(Text to read)
----
I've been swamped lately, but I will try to find time to contribute more as soon as I can.

Barbara's Virtual Pen

Working on a Manuscript

July 2, 2010

Tags: editing, editor, manuscript

Unless other preferences are indicated, my editorial references are: Chicago Manual of Style, 15th ed. and Merriam Webster’s Collegiate, 11th ed. All manuscripts should be in a 12-point font, double spaced with all margins at least one inch. The manuscript should be electronically transmitted. If a manuscript is submitted with chapters in separate files, the final edited manuscript will be one file with consecutive page numbering. Front and back matter may be included, or in separate file, as preferred. Scholarly works are the exception, as separate files for each chapter, title page, front matter, back matter, bibliography, etc. are mandatory in some cases. Nonetheless, even in scholarly works, page numbers for the entire work run consecutively although citations and illustrations renumber with each chapter.

If a book has been signed for publication, and I’m dealing with an in-house editor, it is up to that editor as to the level of author contact. However, since it is becoming increasingly more common to have manuscripts edited before being submitted, the issue of an in-house editor as liaison has become more common for proofreading. When an agent is hiring the editor, the specific roles are stipulated in each case by the agent.
----
(Data extract)
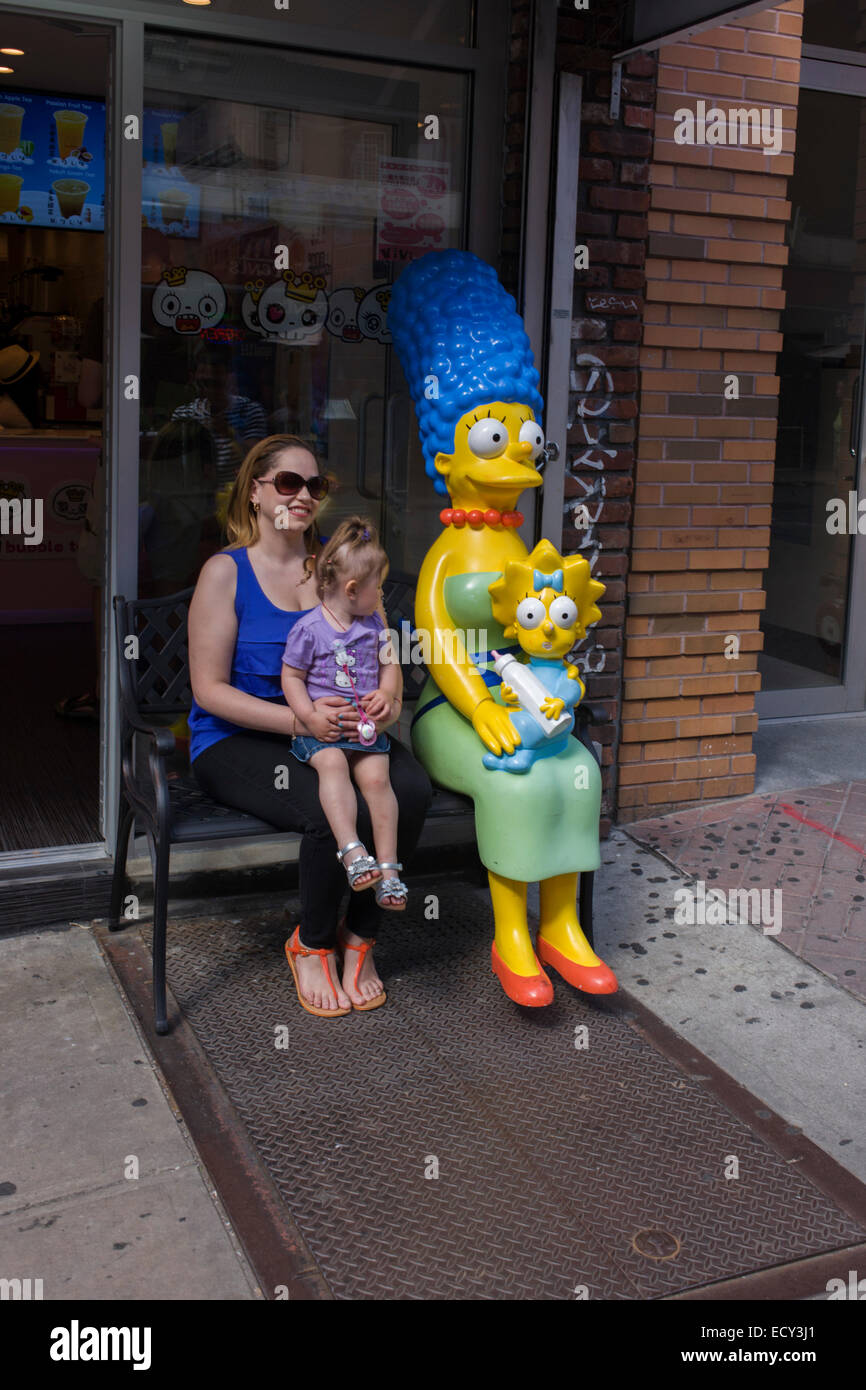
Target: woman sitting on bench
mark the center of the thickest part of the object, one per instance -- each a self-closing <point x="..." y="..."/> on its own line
<point x="246" y="599"/>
----
(Actions to take)
A. In the post on working on a manuscript, why are scholarly works an exception to the single-file rule?
B. Rewrite the part of the post on working on a manuscript starting at "July 2, 2010" and ending at "with each chapter.", putting "typeface" in place of "font".

(Task-by-task solutions)
A. Scholarly works are the exception because some cases require separate files for each chapter, the title page, front matter, back matter, bibliography and so on.

B.
July 2, 2010

Tags: editing, editor, manuscript

Unless other preferences are indicated, my editorial references are: Chicago Manual of Style, 15th ed. and Merriam Webster’s Collegiate, 11th ed. All manuscripts should be in a 12-point typeface, double spaced with all margins at least one inch. The manuscript should be electronically transmitted. If a manuscript is submitted with chapters in separate files, the final edited manuscript will be one file with consecutive page numbering. Front and back matter may be included, or in separate file, as preferred. Scholarly works are the exception, as separate files for each chapter, title page, front matter, back matter, bibliography, etc. are mandatory in some cases. Nonetheless, even in scholarly works, page numbers for the entire work run consecutively although citations and illustrations renumber with each chapter.